People are struggling right now, and we at least need to give them a return on their investment through targeted measures.
We introduced an amendment that would provide flexibility and rededicate funds to transit projects that would yield a higher benefit to cost ratio.
Meaning, if taxpayers would get better value from Project B rather than Project A, that’s where the funds would be utilized.
But my colleagues rejected it and instead want to pump billions into sectors where the value isn’t there such as transit.
Let’s do the math here.
Ridership in transit is plummeting down right now, seeing a nearly 90 percent decrease. For example, Washington, D.C. is seeing a 86% decrease in ridership, New York City transit (subway) is down 70%, Boston is seeing 25% of their 2019 ridership numbers, and even San Francisco is seeing an 88% decrease in ridership on their BART system.
So far $69 billion has been allocated to the transit industry through COVID-19 relief and there are 2.8 million essential workers (law enforcement, grocers, transportation, etc.) that ride transit.
This comes out to nearly $25,000 per essential worker ($69 billion/2.8 million) or basically 1000 uber rides per worker. We might as well cut them a check for this much money.

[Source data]
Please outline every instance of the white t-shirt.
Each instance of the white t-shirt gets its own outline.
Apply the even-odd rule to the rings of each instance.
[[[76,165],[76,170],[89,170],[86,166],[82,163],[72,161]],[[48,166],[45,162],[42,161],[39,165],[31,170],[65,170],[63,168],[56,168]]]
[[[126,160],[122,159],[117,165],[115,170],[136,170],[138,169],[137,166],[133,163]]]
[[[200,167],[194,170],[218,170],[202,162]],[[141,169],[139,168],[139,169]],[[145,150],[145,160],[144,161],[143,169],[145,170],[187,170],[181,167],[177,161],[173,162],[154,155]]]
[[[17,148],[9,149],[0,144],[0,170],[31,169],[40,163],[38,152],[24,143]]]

** Tasks **
[a] According to the statement on transit funding, how many essential workers ride transit?
[b] Rewrite the transit funding statement between "Ridership in transit" and "this much money.", inclusive, changing "uber rides" to "taxi rides".
[c] Carry the statement on transit funding forward from its last sentence.
These records come from a separate source.

** Responses by item number **
[a] 2.8 million essential workers ride transit.

[b]
Ridership in transit is plummeting down right now, seeing a nearly 90 percent decrease. For example, Washington, D.C. is seeing a 86% decrease in ridership, New York City transit (subway) is down 70%, Boston is seeing 25% of their 2019 ridership numbers, and even San Francisco is seeing an 88% decrease in ridership on their BART system.
So far $69 billion has been allocated to the transit industry through COVID-19 relief and there are 2.8 million essential workers (law enforcement, grocers, transportation, etc.) that ride transit.
This comes out to nearly $25,000 per essential worker ($69 billion/2.8 million) or basically 1000 taxi rides per worker. We might as well cut them a check for this much money.

[c]
It is not practical to keep pushing money in this direction when the ridership is down nearly 100%. If that is the case, why aren’t we spending money similarly where jobs are being lost due to government decisions? Such as the energy sectors that have been hit hard now by the recent executive orders, or turn the focus on the much-needed new bridge in Louisiana and upgrades to our infrastructure.
This is absolutely insane, and the disparity is inappropriate. If transit is the best benefit, then let the flexibility move us in that direction. Otherwise, let’s target relief to where it could be of the most use.
Rep. Garret Graves represents the 6th congressional district of Louisiana.